DOCUMENT TEXT:
Start of Block

Sharswood: Civic Association Trying to Navigate Redevelopment

Warren McMichael and Talmadge Belo of Sharswood say they have seen it all in terms of construction and development in their neighborhood. The lifelong residents retired from their careers in education and manufacturing, respectively, to bring as many resources they could get their hands on to their struggling streets. McMichael, the president, and Belo, the vice president, of the Brewerytown-Sharswood Community Civic Association, which works out of the neighborhood’s clubhouse at 1425 N. 23rd St., have grown their organization in its 16 years to 10 elected members, young and old, who are passionate about preserving their community.

What has changed about your neighborhood?

Warren McMichael (WM): When I was in elementary school, this was a middle-class neighborhood. You didn’t see any empty houses, Cecil B. Moore [Boulevard] was known as Columbia [Avenue] then. Businesses on Ridge Avenue were fully functioning. There were different racial groups living in the area. When I went to elementary school, it was a fully integrated elementary school at that time. Somewhere in the 1950s, there was the ‘white flight’ in the community, and of course the Afro-Americans were having difficulties prior to that getting mortgages and buying homes. There used to be knitting mills downtown, lumber mills.

Talmadge Belo (TB): All those mills closed down. This area — it devastated it. There’s a lot of folks like us that hung in there and suffered through the times that were tough. You have to have experienced North Philadelphia in the ’50s and saw what happened to it in the mid- to late-’60s and then see how, over a period of time … we ended up with a bunch of empty lots, trash strewn. We’re the dumping ground of the whole city. People have come through with their trash and dumped it, because this is the dumping ground.


What does ‘Community Civic Association’ mean?

TB: We formed mainly to get information. It’s not like a community development corporation – that goes after money and builds houses and certain projects. We started off by just wanting to clean the streets, and moved on to getting presenters to come down and tell the community what’s going on in the city. Civic Association’s main mission was to get information from the hierarchy down to the community.

What are some of the things you’ve done to get that mission accomplished?

TB: We’ve established monthly meetings with the community. That includes presenters from all facets of life – politicians, clergy. We’ve done things like a bike share, which is the newest thing. We brought in a group of lawyers and judges at one time to talk about the legal system and the criminal justice system for people to interchange and talk back and forth and find out what’s going on out there. And we adopted four schools.

WM: And then three schools closed: Reynolds, Vaux and William Penn, which Temple [University] has bought that property. Reynolds was an elementary school and Vaux was a middle school, but it was changed to a Promise Academy high school. We thought it was doing pretty good.

End of Block

PROBLEMS TO SOLVE:
1. According to the Sharswood interview, where does the Brewerytown-Sharswood Community Civic Association work out of?
2. Carry the Sharswood civic association interview forward, picking up after its last line.

GIVEN DATA:

Start of Block

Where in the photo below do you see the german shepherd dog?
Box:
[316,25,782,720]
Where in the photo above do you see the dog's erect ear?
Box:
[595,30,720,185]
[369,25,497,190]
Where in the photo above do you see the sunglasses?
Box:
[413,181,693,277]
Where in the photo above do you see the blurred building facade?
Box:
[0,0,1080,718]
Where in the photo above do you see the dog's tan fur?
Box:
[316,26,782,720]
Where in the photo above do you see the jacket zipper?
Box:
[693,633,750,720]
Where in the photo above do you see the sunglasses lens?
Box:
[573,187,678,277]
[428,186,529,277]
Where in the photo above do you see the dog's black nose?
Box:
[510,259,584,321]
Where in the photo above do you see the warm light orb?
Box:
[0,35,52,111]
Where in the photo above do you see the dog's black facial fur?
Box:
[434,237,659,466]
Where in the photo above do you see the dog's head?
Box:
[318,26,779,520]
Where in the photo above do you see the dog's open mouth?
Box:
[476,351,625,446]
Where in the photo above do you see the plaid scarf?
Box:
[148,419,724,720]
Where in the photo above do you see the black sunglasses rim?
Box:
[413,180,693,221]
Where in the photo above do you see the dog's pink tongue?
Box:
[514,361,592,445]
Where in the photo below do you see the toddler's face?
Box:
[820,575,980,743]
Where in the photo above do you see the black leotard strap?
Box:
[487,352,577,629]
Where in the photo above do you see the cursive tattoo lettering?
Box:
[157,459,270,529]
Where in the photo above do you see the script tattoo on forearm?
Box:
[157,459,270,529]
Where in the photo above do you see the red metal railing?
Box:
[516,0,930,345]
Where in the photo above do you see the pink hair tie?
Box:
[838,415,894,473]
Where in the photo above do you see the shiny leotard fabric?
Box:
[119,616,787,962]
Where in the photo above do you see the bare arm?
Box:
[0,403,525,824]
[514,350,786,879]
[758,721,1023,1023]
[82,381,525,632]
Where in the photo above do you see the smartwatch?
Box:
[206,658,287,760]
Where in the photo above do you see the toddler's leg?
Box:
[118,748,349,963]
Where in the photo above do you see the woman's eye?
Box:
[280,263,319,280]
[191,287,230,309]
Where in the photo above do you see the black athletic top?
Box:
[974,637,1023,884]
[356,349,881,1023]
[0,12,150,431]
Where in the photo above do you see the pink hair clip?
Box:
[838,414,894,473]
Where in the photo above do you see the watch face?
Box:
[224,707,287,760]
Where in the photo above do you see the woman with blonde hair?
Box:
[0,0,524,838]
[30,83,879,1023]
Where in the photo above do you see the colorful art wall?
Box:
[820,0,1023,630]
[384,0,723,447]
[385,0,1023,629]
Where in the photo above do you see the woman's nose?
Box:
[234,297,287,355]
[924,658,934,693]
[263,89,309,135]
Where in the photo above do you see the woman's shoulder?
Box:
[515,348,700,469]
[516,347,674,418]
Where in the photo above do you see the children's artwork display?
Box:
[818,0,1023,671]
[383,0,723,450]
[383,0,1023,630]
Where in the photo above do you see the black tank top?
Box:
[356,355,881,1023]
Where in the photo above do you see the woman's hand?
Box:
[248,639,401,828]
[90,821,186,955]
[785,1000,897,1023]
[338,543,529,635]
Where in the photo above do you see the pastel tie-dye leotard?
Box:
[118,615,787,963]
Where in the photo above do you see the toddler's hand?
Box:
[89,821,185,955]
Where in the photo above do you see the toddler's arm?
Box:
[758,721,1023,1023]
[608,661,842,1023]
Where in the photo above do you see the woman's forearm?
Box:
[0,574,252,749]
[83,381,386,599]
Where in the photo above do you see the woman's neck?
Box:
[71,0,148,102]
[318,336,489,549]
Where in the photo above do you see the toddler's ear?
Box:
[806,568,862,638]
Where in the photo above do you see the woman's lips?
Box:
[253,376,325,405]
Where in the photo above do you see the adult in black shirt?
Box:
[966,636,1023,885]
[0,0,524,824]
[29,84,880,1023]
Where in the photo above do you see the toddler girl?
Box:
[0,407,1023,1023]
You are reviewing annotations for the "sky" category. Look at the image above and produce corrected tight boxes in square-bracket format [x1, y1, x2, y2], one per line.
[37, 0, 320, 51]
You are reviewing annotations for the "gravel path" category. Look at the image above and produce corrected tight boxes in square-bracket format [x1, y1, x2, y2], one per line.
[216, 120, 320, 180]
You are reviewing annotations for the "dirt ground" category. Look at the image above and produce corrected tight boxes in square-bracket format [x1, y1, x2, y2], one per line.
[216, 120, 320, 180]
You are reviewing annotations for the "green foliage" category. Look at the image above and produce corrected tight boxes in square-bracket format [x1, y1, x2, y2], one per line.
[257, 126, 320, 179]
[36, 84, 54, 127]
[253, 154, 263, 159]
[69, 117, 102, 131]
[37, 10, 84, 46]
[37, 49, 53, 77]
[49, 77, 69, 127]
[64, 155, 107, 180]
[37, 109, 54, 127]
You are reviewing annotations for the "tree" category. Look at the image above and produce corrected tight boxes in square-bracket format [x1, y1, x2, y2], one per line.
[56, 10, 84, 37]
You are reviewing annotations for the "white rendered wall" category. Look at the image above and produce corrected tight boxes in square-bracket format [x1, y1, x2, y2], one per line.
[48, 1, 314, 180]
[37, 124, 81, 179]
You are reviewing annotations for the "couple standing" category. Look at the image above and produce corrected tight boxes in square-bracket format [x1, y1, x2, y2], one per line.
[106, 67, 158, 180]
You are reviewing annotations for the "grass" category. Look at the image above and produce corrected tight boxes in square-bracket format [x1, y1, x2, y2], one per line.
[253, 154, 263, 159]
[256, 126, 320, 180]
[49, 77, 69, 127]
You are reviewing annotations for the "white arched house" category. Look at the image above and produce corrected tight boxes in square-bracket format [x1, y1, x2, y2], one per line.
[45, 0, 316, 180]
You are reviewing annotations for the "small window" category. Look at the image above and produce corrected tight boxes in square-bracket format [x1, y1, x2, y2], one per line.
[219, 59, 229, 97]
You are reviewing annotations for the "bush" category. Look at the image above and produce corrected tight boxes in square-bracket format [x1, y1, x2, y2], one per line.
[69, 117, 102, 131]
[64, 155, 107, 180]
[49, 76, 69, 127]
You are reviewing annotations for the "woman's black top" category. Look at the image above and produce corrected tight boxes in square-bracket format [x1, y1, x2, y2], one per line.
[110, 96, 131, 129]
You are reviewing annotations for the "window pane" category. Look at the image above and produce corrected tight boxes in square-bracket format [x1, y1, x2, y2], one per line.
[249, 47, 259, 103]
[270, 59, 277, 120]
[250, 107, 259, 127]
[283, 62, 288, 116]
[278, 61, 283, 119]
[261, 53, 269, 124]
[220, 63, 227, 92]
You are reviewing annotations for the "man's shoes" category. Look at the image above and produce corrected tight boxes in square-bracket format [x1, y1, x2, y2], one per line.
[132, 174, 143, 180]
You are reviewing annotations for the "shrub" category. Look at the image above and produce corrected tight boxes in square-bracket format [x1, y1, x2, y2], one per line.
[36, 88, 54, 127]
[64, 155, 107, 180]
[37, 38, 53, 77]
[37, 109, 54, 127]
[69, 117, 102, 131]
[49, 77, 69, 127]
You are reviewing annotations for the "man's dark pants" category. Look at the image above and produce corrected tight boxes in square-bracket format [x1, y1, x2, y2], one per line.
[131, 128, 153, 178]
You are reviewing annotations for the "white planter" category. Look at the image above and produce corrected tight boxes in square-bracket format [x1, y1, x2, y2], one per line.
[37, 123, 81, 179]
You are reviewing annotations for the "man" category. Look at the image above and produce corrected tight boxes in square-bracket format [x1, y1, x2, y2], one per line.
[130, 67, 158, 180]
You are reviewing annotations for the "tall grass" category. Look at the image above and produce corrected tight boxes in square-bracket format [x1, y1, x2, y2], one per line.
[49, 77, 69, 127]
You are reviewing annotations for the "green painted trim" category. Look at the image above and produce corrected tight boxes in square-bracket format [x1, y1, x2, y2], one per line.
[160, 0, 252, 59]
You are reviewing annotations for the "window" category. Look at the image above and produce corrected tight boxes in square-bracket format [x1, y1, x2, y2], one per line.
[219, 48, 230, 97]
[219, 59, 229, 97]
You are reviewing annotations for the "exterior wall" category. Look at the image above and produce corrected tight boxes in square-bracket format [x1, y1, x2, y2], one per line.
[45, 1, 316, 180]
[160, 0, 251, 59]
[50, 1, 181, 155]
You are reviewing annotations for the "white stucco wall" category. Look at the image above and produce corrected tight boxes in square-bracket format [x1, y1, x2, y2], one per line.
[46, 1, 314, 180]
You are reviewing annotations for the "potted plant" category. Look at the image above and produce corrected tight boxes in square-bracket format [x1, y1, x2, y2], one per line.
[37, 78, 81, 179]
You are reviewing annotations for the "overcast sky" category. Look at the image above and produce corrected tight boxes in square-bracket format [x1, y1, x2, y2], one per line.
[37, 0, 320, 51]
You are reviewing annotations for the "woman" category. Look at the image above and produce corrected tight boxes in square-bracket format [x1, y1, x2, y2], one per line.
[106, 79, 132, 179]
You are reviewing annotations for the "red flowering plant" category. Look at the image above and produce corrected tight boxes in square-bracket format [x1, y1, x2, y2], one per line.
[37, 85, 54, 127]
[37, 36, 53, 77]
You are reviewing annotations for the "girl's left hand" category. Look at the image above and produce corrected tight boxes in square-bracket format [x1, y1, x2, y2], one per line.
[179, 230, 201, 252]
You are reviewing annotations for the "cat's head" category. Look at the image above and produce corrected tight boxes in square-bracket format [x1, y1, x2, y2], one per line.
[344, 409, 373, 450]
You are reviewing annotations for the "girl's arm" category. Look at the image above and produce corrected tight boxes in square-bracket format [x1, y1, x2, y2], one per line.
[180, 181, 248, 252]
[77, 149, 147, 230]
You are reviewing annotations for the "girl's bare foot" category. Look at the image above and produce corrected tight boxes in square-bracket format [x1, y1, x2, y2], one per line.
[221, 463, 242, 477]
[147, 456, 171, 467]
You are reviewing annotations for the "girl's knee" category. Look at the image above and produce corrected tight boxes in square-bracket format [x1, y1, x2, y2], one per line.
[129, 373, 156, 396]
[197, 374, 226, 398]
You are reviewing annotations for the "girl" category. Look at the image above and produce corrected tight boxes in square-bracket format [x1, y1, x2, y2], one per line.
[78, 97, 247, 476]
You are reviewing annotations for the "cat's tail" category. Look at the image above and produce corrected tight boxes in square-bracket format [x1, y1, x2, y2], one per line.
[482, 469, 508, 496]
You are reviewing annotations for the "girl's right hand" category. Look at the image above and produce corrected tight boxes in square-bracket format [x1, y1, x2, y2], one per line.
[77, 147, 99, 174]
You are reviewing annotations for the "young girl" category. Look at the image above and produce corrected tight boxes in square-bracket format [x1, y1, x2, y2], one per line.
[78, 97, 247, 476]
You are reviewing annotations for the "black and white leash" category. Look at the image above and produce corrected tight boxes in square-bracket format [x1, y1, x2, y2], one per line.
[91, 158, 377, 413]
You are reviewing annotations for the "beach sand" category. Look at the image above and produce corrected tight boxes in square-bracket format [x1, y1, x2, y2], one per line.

End of Block

ANSWERS GIVEN:
1. The neighborhood's clubhouse at 1425 N. 23rd St.

2.
TB: One of the other things — we started a financial literacy program at Vaux. Vaux also had a medical program, also, that weren’t directly involved with, but we did promote it. And then Klein, we work with them.

WM: The Klein Wellness Center, I went down and made testimonies with city committees for them to get some of the funding they need. We were at the groundbreaking.

TB: We work with Habitat, we work with Project Home gosh, in 16 years we’ve been doing a lot of stuff.


What do you hope for the future of this neighborhood?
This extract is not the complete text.